-- Exercise task --
Count the lines in the records below that contain the string "segment" with the same capitalization, and reply with that number only.

-- Records to use --
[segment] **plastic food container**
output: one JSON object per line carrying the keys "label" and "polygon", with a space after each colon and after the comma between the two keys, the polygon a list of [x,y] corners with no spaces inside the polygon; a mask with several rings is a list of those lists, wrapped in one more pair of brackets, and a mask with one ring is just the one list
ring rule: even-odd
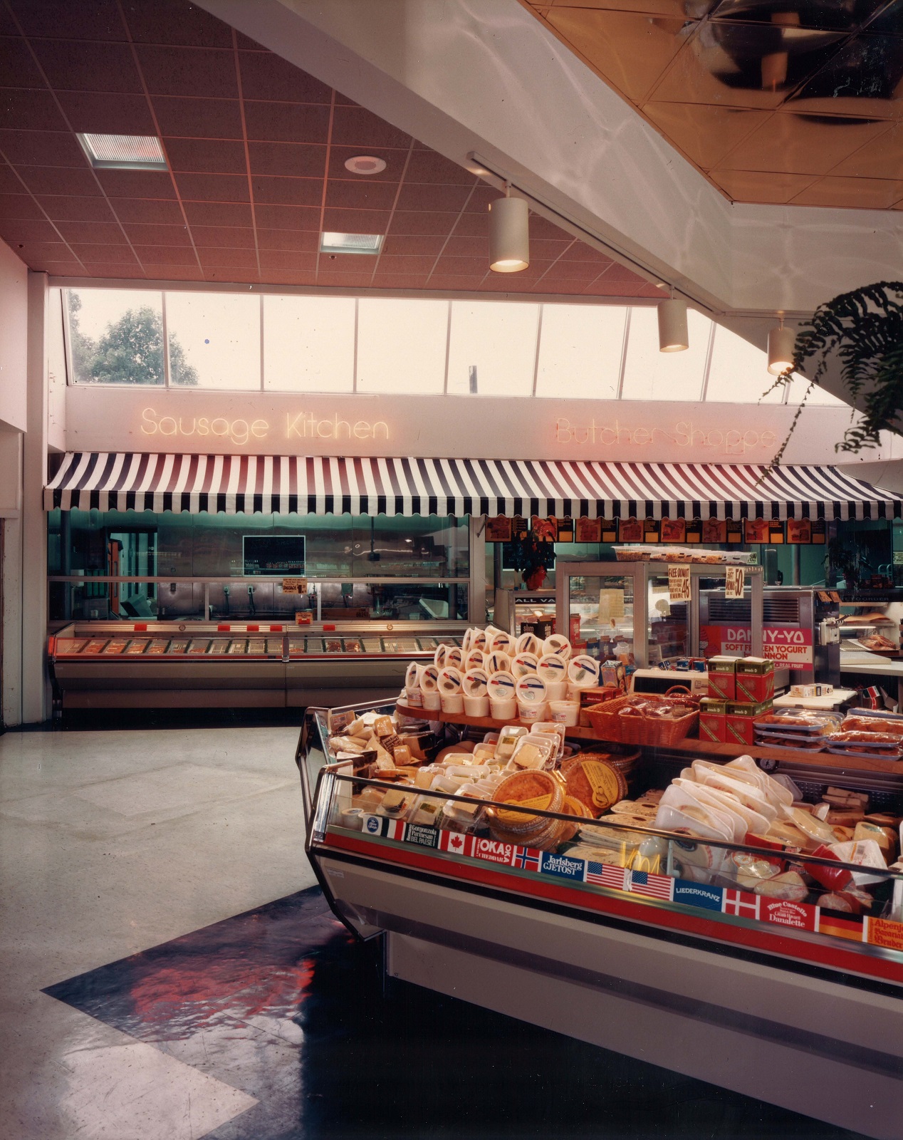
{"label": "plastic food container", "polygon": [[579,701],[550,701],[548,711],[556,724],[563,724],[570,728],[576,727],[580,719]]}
==
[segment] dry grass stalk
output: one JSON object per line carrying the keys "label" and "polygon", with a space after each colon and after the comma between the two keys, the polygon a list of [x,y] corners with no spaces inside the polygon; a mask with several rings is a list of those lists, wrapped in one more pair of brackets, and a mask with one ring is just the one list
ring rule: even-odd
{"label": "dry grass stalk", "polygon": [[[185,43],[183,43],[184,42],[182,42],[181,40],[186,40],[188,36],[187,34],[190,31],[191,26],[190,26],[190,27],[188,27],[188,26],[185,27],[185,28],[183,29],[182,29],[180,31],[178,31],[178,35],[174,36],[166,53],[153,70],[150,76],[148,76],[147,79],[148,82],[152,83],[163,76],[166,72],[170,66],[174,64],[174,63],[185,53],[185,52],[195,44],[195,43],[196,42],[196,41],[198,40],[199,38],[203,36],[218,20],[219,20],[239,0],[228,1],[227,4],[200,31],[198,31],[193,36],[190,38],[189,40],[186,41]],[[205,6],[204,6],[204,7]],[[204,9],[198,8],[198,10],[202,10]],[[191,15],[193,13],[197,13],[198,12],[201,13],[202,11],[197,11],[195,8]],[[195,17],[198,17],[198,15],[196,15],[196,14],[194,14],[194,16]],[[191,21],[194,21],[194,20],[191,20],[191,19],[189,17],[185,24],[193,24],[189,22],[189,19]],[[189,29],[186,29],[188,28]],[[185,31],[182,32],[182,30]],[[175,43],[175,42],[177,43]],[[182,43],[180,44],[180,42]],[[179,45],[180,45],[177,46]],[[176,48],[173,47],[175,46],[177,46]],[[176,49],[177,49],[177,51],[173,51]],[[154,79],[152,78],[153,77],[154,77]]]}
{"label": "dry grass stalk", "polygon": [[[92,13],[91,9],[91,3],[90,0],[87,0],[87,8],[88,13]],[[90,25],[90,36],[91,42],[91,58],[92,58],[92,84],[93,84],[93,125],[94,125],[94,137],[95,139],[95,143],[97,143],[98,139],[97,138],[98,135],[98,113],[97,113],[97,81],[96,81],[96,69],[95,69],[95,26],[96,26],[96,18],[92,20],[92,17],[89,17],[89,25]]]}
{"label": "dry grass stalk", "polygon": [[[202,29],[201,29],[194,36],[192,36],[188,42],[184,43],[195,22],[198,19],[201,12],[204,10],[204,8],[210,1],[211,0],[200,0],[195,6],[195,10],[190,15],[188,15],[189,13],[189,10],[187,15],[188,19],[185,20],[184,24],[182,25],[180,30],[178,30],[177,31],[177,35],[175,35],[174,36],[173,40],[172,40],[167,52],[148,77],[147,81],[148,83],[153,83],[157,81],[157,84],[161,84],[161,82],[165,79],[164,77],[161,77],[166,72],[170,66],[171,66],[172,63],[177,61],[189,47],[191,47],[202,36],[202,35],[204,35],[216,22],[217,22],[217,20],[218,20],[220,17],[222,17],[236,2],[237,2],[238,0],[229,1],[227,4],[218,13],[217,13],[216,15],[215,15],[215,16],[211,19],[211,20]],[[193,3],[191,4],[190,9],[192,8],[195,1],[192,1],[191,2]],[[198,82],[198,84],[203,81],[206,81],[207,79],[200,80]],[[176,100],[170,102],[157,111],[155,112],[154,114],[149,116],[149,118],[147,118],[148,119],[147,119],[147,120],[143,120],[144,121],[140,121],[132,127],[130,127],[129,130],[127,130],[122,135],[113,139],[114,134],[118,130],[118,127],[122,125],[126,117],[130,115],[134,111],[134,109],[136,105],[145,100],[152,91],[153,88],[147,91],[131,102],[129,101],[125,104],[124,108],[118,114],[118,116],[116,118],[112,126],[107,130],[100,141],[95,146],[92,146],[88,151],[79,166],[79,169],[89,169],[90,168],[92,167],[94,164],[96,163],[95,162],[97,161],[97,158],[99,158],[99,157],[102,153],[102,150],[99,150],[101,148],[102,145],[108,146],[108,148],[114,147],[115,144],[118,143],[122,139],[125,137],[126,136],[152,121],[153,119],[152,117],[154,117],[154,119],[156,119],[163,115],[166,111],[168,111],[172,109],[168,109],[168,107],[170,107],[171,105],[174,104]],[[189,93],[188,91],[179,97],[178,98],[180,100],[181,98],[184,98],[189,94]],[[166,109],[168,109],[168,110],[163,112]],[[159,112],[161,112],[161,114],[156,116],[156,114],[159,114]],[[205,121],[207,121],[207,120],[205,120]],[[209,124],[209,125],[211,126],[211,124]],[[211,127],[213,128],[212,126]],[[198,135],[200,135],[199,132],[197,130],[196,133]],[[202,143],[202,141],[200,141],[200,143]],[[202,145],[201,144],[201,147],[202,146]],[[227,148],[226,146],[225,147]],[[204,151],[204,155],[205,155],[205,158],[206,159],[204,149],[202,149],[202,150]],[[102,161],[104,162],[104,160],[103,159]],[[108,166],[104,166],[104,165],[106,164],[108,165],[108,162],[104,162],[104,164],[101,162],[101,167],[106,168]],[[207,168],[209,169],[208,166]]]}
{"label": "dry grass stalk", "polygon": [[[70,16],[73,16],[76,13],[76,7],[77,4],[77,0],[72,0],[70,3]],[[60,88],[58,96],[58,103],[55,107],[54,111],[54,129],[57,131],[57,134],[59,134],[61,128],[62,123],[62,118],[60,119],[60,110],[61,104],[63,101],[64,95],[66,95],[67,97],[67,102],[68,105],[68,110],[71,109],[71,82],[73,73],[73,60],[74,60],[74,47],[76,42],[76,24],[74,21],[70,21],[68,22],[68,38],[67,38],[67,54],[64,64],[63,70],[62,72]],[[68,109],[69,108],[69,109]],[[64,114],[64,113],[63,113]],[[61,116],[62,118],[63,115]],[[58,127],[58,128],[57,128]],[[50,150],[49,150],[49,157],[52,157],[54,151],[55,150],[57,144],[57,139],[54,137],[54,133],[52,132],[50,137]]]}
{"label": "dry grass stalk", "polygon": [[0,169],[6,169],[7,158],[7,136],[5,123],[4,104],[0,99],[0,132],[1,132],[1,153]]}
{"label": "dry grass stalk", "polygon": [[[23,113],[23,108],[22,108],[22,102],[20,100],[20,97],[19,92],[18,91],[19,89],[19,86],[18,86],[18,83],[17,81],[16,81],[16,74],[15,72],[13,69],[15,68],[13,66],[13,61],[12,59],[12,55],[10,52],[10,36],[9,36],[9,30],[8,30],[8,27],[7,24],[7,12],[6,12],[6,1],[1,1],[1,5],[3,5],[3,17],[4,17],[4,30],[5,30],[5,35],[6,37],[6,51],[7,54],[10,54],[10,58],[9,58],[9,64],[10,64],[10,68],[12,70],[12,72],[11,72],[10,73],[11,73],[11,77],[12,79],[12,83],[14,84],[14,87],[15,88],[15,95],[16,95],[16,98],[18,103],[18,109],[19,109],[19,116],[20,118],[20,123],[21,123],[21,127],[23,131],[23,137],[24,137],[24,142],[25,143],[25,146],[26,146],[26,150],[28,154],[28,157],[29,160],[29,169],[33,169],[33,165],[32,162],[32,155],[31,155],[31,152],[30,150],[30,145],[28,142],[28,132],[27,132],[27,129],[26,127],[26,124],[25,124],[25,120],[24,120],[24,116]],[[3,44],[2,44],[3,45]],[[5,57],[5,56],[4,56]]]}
==
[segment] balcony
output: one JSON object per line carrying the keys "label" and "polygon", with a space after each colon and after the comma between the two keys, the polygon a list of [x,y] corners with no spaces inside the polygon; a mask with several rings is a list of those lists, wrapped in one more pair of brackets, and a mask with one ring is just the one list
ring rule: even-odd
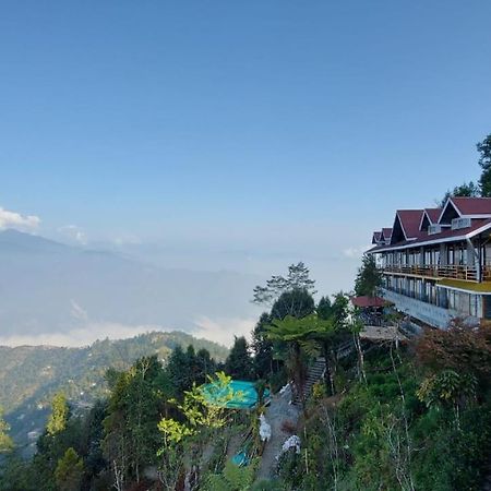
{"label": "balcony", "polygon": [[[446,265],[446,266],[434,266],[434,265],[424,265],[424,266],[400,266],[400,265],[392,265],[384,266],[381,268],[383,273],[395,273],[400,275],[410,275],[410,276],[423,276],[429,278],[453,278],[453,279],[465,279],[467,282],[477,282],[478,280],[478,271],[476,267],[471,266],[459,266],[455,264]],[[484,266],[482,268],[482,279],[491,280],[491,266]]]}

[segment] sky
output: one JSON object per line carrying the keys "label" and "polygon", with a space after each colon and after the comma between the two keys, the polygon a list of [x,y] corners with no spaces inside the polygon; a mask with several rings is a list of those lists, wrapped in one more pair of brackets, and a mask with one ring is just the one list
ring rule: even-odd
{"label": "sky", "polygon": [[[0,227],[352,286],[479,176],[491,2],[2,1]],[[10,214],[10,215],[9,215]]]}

-- Written solution --
4